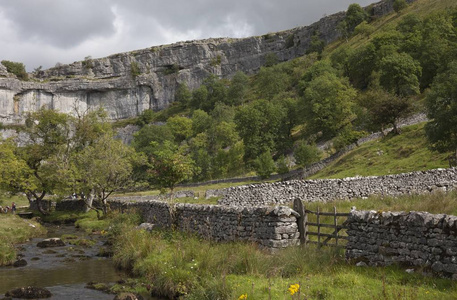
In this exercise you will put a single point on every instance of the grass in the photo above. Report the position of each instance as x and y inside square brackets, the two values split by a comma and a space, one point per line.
[181, 265]
[15, 230]
[20, 200]
[392, 154]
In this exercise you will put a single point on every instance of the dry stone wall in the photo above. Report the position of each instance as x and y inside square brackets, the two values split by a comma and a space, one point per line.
[417, 239]
[271, 228]
[323, 190]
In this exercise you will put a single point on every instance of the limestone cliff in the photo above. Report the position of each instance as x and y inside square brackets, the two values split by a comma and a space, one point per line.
[128, 83]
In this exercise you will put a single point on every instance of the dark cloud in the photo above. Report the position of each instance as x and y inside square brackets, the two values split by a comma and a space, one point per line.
[62, 23]
[43, 32]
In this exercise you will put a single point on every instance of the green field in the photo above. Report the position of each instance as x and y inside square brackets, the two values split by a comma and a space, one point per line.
[392, 154]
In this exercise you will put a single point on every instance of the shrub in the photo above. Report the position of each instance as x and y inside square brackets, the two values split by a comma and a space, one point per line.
[16, 68]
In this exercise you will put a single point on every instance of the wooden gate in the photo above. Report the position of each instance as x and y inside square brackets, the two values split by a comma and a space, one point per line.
[321, 228]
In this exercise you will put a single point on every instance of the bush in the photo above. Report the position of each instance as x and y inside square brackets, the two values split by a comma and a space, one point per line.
[16, 68]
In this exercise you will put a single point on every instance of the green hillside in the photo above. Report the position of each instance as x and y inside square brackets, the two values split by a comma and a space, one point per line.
[392, 154]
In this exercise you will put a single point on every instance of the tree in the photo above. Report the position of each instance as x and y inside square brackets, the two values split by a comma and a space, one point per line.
[259, 125]
[385, 108]
[400, 74]
[306, 154]
[15, 174]
[181, 127]
[150, 135]
[441, 105]
[264, 165]
[271, 81]
[104, 167]
[328, 104]
[16, 68]
[169, 166]
[364, 29]
[354, 16]
[201, 121]
[46, 152]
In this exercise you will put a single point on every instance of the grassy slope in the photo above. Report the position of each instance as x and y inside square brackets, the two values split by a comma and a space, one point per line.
[392, 154]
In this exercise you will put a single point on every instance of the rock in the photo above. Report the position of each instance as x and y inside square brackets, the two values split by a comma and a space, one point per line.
[146, 226]
[128, 296]
[53, 242]
[20, 263]
[361, 264]
[108, 81]
[29, 292]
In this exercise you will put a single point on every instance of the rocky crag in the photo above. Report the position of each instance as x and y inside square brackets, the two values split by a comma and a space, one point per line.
[128, 83]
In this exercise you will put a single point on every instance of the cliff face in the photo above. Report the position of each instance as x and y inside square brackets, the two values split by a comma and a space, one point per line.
[126, 84]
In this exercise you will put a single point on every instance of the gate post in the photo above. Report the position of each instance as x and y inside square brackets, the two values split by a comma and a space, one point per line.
[302, 221]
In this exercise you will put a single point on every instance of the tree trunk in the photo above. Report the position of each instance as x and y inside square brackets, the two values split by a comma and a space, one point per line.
[38, 201]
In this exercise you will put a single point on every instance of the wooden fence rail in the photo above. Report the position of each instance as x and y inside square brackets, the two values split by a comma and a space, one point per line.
[323, 238]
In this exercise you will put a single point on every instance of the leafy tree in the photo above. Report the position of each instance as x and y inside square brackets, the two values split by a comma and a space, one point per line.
[104, 167]
[441, 105]
[201, 121]
[400, 74]
[259, 125]
[355, 15]
[306, 154]
[361, 64]
[150, 135]
[16, 68]
[222, 113]
[49, 140]
[15, 174]
[328, 104]
[438, 46]
[169, 166]
[181, 127]
[264, 165]
[317, 44]
[385, 108]
[364, 29]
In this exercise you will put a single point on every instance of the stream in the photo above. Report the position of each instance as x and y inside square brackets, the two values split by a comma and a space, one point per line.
[65, 270]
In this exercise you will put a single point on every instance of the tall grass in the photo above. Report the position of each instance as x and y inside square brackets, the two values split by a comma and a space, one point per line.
[182, 265]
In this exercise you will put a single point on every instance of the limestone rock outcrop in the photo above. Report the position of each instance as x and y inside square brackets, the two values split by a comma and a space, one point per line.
[126, 84]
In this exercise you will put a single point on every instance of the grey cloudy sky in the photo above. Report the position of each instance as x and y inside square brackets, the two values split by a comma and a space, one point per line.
[44, 32]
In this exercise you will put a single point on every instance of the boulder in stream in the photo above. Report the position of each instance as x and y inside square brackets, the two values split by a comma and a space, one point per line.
[29, 292]
[20, 263]
[128, 296]
[53, 242]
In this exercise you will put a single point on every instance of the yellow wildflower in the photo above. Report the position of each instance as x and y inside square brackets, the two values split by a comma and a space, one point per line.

★ ★ ★

*What is expected*. Repeat all of the entries word for word, but omit the pictures.

*Full solution*.
In this exercise you will put a single point on every instance of the grass in the photo above. Report the position of each instance as x and y inside square brackets, the two values split by a comma and a space, one point per line.
[181, 265]
[15, 230]
[20, 200]
[392, 154]
In this exercise you will put a single point on every instance of the dry stone wall in the photo above. Report the position of each instance as x and y inside square brackets, the two values split by a comma and a space, one point per line.
[417, 239]
[271, 228]
[323, 190]
In this exercise you will put a single point on every instance of the limestone cliff in the photo above. Report the position of each instance as x and y inside square brackets, the two values split by a comma and a space, one point per line.
[128, 83]
In this exercise you will put a single point on every instance of the dark cloud in the photo above. Report the position of each instance as x and y inside square brackets, the two values split by a comma and a space, one point per line.
[62, 23]
[43, 32]
In this exercise you will put a single point on every instance of the green field in the photo above. Report the position of each instance as x and y inside square brackets, the two values split by a comma and a space, one point per line.
[392, 154]
In this exercise you will put a single point on every instance of the shrub in the photo above. Report the position of each instance as x and y inside square brackets, the two values split by a comma and a space, one point per line.
[16, 68]
In this exercise you will put a single point on every instance of the wooden gate in the photo above. Report the position of each instance as x and y inside square brackets, the two values split by a comma and a space, one point per line.
[321, 228]
In this exercise you will put a single point on every instance of the bush in the photo above. Report the position of each instance as x and y inside square brackets, the two values split by a comma and a space, one point per line.
[16, 68]
In this exercise you will put a single point on every instance of the green hillside in the photo above. Report the position of each instance as x and y inside square brackets, the two values split by a comma and a space, one point per line.
[392, 154]
In this exercise you will put a single point on every instance of the tree in the photo above. Report the position of each instance as x and y inside square brackets, the two values split by a comma and a space, one point per line.
[259, 125]
[385, 108]
[400, 74]
[306, 154]
[15, 174]
[181, 127]
[150, 135]
[441, 105]
[264, 165]
[271, 81]
[104, 167]
[328, 104]
[16, 68]
[169, 166]
[364, 29]
[354, 16]
[201, 121]
[46, 152]
In this exercise you will put a single point on every instance of the grassy slope in the photo above. Report the position of each instance as x and y inside square brackets, the two values split by a comma and a space, one point per line.
[392, 154]
In this exercise you will put a single point on every instance of the rock in the photo above. Report the position of each instance as x and y inside square brackets, the two values split by a comma and a space, one point per line.
[146, 226]
[128, 296]
[53, 242]
[20, 263]
[361, 264]
[108, 81]
[29, 292]
In this exercise you will put a single point on every instance of the rocky crag in the photo above. Report the position of each instance as x and y inside square brackets, the two values split by a comma and a space, one point per line.
[128, 83]
In this exercise you will put a single point on every instance of the cliff face in the photo above. Report the position of each instance as x and y inside square brackets, the two values split by a comma and a space, one point per line.
[126, 84]
In this exercise you will put a single point on every instance of the gate post in the photo above. Report the position of each instance as x and y inside square brackets, the two values split by a comma and a space, one point per line.
[302, 221]
In this exercise you will put a single point on every instance of the tree trunk in the photo above. Report the position of each instance as x and y inside square brackets, the two values split by a comma and a space, one point per line.
[38, 201]
In this exercise you will put a single point on every instance of the wooden fence rail in the photo above. Report the position of each instance as x and y inside square brackets, the two values split by a comma and a space, one point per line.
[323, 238]
In this exercise you will put a single point on every instance of the leafy tree in the photo above. Report the position of each instance as x and y inside square brackets, the two values split by a comma and a space, one point per line.
[104, 167]
[441, 105]
[201, 121]
[400, 74]
[259, 125]
[355, 15]
[306, 154]
[361, 64]
[150, 135]
[16, 68]
[222, 113]
[49, 140]
[15, 174]
[328, 104]
[438, 46]
[169, 166]
[181, 127]
[264, 165]
[317, 44]
[385, 108]
[364, 29]
In this exercise you will put a single point on every instance of the stream in the photo above. Report the position of each instance as x and y inside square brackets, the two values split by a comma and a space, one point per line.
[65, 270]
In this exercise you will put a single point on every instance of the tall grass in the photo above. Report the position of each instance as x and y inside square brackets, the two values split by a comma and a space, one point per line.
[182, 265]
In this exercise you will put a single point on every instance of the limestone rock outcrop in the photo above. Report the position of each instance as x and y inside square brackets, the two values split by a comma and a space, one point per line.
[126, 84]
In this exercise you will put a single point on every instance of the grey cloudy sky in the photo above. Report the position of each instance as x and y inside square brackets, the two values split by a comma and a space, one point per line.
[44, 32]
In this exercise you will put a single point on every instance of the boulder in stream in the photo above. Report the position of each instance as x and y inside square brackets, the two values split by a comma and a space, one point per line.
[29, 292]
[20, 263]
[128, 296]
[53, 242]
In this exercise you will put a single point on every instance of the yellow wildflower in the photo above. Report the position of each instance as x and y inside square brackets, the two values split by a comma and a space, one point per line.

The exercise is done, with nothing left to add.